● **The input**:
=======

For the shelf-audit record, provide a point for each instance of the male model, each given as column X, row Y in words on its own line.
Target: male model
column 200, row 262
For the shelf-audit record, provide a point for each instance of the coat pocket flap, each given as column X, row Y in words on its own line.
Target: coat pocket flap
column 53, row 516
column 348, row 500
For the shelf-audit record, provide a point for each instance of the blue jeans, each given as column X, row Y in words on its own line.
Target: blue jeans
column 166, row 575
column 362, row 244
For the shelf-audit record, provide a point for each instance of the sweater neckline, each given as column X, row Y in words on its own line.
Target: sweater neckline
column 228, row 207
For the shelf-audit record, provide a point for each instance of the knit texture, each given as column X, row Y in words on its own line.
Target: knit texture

=======

● **Stated exercise**:
Rewrite all the records above with every "Target" changed to "Object" and everything else left as it is.

● **Completed exercise**:
For the shelf-audit record, provide a point for each instance of the male model, each given as column X, row Y in words on its own line.
Object: male model
column 200, row 262
For the shelf-audit record, provide a point for each instance of the coat pocket flap, each given as column X, row Y in words on its own line.
Object: coat pocket flap
column 53, row 516
column 348, row 500
For the shelf-audit record, provide a point for each instance of the blue jeans, each given as column X, row Y in words on its own line.
Object: blue jeans
column 166, row 575
column 362, row 244
For the shelf-audit record, provide a point for each instance of the sweater neckline, each given as column X, row Y in words on its own line.
Object: sweater neckline
column 228, row 207
For the shelf-audit record, provide a point for each instance of the knit texture, each given as column X, row Y in words on its own line.
Object: knit texture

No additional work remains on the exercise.